━━━━━ The input ━━━━━
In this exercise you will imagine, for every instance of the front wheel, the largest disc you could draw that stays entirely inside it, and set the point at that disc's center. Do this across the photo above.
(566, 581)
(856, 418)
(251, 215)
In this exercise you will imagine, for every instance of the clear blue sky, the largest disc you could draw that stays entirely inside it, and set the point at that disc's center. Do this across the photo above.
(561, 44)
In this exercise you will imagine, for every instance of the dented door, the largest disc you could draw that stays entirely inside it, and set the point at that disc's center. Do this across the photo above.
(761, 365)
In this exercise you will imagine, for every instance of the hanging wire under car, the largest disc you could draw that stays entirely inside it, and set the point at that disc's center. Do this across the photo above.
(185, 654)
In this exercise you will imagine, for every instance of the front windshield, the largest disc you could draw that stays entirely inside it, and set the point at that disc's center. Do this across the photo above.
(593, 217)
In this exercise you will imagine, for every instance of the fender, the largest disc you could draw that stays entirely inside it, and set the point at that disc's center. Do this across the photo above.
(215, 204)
━━━━━
What is expected: Can you edit the items above so that every "disc" becomes "circle", with nothing else altered?

Exercise output:
In this exercise you will imagine, for every instance of the front wheel, the largest circle you could draw that stays entirely inside it, and set the point at that circle's center. Do this across the photo above.
(566, 581)
(856, 418)
(251, 215)
In this exercise you will imagine, for every instance of the clear blue sky, the largest circle you could draw that stays entirely inside it, and set the point at that circle's center. Do this across the photo above.
(561, 44)
In this exercise you will imagine, for every instance of the dented door, the largest circle you could draw that stays entirely inside it, and set the point at that circle's center. Do this across the photo above.
(761, 365)
In this exercise you will imagine, for every instance of the hanging wire under car, the largest circle you could draw that stays entirely inside it, and set the point at that circle's center. Do this across the photo above.
(185, 654)
In this exercise you will imagine, for every instance of the front windshield, the largest circle you could draw that stays entirely inside it, and set the point at that circle's center. Do this across the photo above.
(593, 217)
In this exercise you will imagine, for every instance of the fender, the largest circle you could draw that stays entirely inside it, and set the point at that circle's center. Do this across the photo above.
(215, 204)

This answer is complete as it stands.